- _Task item_
The result should be a verbatim copy of the whole listing.

- _Supplied records_
========
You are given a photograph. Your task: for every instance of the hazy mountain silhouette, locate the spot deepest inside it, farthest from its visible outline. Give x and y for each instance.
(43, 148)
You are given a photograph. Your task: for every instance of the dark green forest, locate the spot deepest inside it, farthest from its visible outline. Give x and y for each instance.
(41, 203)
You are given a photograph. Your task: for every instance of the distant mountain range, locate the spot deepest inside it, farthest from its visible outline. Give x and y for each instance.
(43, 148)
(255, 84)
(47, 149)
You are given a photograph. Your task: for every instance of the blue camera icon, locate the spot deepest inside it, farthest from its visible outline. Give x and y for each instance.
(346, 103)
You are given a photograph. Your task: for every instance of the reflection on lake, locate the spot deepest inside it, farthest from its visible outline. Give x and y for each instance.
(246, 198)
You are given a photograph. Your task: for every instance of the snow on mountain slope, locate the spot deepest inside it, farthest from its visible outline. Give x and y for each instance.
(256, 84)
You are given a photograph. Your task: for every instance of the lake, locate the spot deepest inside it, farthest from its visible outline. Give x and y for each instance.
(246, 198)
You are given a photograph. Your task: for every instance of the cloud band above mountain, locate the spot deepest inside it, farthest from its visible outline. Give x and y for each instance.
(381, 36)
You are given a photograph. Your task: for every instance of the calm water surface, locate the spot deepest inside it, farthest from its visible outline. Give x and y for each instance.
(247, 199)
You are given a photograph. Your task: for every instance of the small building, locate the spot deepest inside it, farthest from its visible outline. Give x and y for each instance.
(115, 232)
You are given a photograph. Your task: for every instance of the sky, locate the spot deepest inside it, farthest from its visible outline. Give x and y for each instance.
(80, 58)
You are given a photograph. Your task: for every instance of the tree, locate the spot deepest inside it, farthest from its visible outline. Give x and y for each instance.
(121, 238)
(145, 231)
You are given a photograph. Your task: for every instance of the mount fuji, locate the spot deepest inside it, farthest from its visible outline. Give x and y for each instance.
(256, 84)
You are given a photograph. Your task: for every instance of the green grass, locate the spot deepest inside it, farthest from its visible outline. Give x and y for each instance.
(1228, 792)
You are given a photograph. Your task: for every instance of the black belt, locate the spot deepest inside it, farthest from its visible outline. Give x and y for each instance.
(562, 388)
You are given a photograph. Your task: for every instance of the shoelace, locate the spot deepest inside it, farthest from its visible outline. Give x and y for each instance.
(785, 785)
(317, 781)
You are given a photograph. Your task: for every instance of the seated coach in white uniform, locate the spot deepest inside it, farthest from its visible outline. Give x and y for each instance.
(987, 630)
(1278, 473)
========
- _Expected answer_
You are given a photograph. Your task: for every instance of the hazy mountain silhouette, locate the spot deepest inside it, farthest from its visible outline. Give x and y for each instance.
(43, 148)
You are given a photograph. Your task: for every instance of the dark green forest, locate the spot deepest inside it, farthest from its visible outline. Give x and y for each instance.
(41, 203)
You are given a photograph. Your task: for every instance of the distant mountain range, locate the spot deepest inside it, farthest from its visible outline. Give x and y for each instance.
(43, 148)
(255, 84)
(47, 149)
You are given a photograph. Your task: for every instance of the blue camera icon, locate the spot deepest inside it, farthest from its visible outline. Give x and y for each instance.
(346, 103)
You are given a photograph. Your task: for every instance of the reflection on lake, locate the spot deepest inside it, farthest from its visible outline. Give x and y for each instance.
(246, 198)
You are given a photograph. Your task: for every instance of the snow on mountain slope, locate the spot deepest inside it, farthest from its visible outline. Give x and y for each instance.
(256, 84)
You are given a photograph. Your task: for every instance of the lake, locate the spot deepest inside it, farthest from its visible outline. Give x and y for each instance.
(246, 198)
You are given a photograph. Your task: for every instance of the cloud band above mountain, locate the spot deepest inside it, farthest from its visible outline. Give x and y for each instance.
(381, 36)
You are given a photograph. Your task: for every instance of the calm water surface, locate the spot deepest inside it, farthest from its visible outline. Give x and y for each instance.
(247, 199)
You are given a photograph. Your task: for every instance of the small building, locate the spot deepest inside it, farthest from its visible outline. Give x and y for each instance.
(115, 232)
You are given a photograph. Your task: for every instance of the sky, locate the spot deepest inside it, farthest from its visible outline. Give x and y for each instance.
(80, 58)
You are given a photograph. Your task: for every instance of the tree, locate the spot deepest inside it, farthest from its visible outline. Give x and y for each instance.
(121, 238)
(145, 231)
You are given a photograph. Your task: for every instance of the mount fuji, locate the spot deepest inside it, farthest from its visible outline. Give x and y for each instance.
(256, 84)
You are given a photograph. Your task: for every instance of the green grass, locate the spot deepest inside it, farthest from its visible outline. Give x and y for each instance.
(1228, 792)
You are given a photograph. Your task: for every instance of the black belt, locate the spot deepest inside it, farthest from its visible outline. Give x and y for each instance.
(562, 388)
You are given a photograph. Your task: for every instance of the shoelace, locate the spot deepest inside it, farthest from its visible outline. Give x and y for each instance.
(785, 785)
(317, 781)
You are given a photograph. Your task: for every instance of the seated coach in white uniform, locate the spot deepest inside it, farthest from its visible outline. Give x and y for each instance.
(987, 630)
(1278, 473)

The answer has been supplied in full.